STUDY TEXT:
Sammir Dattani: Flop film, successful debut
The lead in Rajshri's recent teen love story "Uuf Kya Jaadoo Mohabbat Hai", Sammir Dattani, has sailed through his unsuccessful debut film and is actually listening to two scripts a day.
By Subhash K. Jha, IANS
Sammir was only 17 when he shot for a music video for Rajshri films. Today, at 22, the lead actor of "Uuf Kya..." has already moved beyond his flop debut and is charting out a new career course.
Though his Hindi debut was a miserable failure, the film industry seems to think he's the only newcomer worth a second look.
Every day, Sammir listens to at least two script narrations though he very candidly admits: "They aren't all of a very high quality, nor are they offers from the best banners. But some of them are very promising.
"This includes an international project '48 Hours In Chicago' to be co-produced by the Pakistani actor Omar Sharif. I play an Indian pop singer stalked by a fan in the US. It's a very interesting subject and I will probably do it."

DATA UNDER STUDY:
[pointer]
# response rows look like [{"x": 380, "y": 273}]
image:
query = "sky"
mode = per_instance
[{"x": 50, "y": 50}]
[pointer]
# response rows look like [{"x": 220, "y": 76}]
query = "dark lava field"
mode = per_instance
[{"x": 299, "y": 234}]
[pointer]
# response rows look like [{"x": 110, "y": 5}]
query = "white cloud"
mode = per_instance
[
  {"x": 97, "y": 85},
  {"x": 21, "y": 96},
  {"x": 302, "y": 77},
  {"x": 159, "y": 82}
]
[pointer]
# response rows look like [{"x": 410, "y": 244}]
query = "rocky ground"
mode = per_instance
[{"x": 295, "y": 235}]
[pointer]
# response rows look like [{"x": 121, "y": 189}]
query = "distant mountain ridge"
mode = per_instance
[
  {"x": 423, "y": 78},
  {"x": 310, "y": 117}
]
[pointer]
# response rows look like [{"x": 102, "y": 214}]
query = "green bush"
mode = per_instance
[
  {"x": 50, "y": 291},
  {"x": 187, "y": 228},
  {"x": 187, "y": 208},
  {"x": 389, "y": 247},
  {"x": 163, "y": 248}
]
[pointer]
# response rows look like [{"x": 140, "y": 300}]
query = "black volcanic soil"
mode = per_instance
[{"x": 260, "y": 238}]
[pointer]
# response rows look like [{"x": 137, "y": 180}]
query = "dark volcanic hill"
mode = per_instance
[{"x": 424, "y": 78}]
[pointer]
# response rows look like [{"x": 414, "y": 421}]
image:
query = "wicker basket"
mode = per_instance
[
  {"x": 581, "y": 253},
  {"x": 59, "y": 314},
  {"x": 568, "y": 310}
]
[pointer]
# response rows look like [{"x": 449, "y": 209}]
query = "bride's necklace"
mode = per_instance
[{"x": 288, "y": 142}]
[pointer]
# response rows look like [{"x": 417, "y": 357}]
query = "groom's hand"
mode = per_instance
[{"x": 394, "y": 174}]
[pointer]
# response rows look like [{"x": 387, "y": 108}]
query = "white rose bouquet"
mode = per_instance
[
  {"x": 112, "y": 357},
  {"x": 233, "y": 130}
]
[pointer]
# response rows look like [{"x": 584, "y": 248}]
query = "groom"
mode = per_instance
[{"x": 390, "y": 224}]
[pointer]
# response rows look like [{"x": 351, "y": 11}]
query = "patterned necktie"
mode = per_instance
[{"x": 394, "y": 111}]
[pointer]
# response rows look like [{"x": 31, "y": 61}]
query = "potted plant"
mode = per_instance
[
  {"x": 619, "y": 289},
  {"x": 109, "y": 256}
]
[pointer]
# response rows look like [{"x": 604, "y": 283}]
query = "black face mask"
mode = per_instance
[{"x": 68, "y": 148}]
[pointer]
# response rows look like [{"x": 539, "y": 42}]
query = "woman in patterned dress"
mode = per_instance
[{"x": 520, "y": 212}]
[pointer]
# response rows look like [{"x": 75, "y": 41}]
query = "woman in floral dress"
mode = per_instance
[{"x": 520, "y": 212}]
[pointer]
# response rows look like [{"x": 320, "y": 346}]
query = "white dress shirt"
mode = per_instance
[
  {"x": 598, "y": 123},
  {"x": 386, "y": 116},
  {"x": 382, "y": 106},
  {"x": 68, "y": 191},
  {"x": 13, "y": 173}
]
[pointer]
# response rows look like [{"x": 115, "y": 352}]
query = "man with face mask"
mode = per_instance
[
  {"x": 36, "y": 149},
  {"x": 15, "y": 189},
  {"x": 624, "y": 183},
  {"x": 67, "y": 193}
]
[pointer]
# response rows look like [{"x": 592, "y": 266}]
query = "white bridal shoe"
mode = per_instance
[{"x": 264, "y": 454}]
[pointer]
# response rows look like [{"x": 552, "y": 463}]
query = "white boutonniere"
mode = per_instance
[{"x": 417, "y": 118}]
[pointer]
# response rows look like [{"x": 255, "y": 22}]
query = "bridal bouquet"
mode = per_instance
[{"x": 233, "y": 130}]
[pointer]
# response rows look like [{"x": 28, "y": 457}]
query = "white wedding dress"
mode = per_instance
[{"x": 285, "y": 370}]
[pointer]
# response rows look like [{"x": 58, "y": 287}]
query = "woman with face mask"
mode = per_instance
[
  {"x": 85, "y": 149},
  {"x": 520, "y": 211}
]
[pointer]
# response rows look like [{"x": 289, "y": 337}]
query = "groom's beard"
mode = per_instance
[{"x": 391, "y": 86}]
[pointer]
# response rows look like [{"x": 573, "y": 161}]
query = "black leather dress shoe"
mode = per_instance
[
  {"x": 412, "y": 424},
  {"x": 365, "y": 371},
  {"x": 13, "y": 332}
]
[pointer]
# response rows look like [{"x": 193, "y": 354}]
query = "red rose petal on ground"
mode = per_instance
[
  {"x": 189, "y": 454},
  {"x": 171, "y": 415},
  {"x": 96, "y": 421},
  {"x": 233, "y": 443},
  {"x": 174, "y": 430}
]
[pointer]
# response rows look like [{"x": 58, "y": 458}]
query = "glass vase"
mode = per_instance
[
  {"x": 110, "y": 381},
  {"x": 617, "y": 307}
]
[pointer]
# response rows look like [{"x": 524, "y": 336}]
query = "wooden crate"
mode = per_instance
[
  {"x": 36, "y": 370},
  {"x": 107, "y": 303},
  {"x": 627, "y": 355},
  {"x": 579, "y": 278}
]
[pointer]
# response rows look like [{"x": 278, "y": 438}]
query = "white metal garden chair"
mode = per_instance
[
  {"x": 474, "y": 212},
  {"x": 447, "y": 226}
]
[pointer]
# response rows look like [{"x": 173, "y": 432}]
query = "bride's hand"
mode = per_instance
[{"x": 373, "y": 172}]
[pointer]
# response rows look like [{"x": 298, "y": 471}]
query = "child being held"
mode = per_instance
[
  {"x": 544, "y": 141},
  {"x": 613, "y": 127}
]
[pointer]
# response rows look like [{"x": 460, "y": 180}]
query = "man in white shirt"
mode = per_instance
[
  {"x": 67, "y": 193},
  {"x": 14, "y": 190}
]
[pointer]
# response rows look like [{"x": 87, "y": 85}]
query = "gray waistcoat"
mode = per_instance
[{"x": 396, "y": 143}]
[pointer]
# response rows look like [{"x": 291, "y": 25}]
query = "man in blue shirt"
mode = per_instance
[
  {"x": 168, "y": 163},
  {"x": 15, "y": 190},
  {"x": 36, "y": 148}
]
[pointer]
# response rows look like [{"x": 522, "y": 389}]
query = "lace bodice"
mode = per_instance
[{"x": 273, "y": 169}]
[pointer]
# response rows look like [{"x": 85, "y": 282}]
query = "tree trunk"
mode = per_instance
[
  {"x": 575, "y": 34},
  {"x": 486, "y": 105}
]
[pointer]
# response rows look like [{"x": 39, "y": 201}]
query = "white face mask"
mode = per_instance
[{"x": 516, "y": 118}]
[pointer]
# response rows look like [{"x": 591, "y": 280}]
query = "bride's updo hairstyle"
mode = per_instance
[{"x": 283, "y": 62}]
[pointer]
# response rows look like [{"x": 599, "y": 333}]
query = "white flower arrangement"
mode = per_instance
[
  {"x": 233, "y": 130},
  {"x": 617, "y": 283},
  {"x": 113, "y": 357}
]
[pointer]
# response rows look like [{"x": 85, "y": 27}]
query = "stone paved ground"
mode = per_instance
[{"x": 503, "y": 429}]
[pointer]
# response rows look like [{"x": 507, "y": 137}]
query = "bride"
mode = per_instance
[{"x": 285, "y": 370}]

EXERCISE BRIEF:
Continue the news story about Sammir Dattani, starting right after its last sentence.

YOUR RESPONSE:
Sammir has also met Manish Malhotra for his directorial debut. Malhotra found him "promising". Being a romantic musical, his directorial debut has a tailor made role for Sammir.
But being an insider, Malhotra might be tempted to sign star son Shahid Kapur instead.
"It's funny you should mention him," smiles the sensible youngster. "A lot of offers coming my way are those that would have gone to Shahid had he gone on being the new teenybopper sensation after 'Ishq Vishq'. But he has chosen a different path."
So is Sammir happy being what Shahid Kapur was expected to be?
"Not really. With due respects to Shahid, I'd rather be Sammir. I've been facing the camera since the age of 17... have done dozens of ads."
Interestingly, Sammir made his feature film debut as a leading man in Kannada films two years ago. His first film "Nanna Preetiya Hudugi" was a hit and so was the second "Mona Lisa" which made him a teenybopper sensation in Karnataka.
"And I don't mind going back to regional cinema. Even Bhoomika Chawla first became successful in Tamil and Telugu before Hindi. My next project might be another Kannnada film before I go on to my second Hindi film."
There are offers from several producers including the Bhatts and the Barjatyas who probably want to make another film with Sammir in the lead.
Being an outsider with no links whatsoever in the industry, does he feel isolated and persecuted?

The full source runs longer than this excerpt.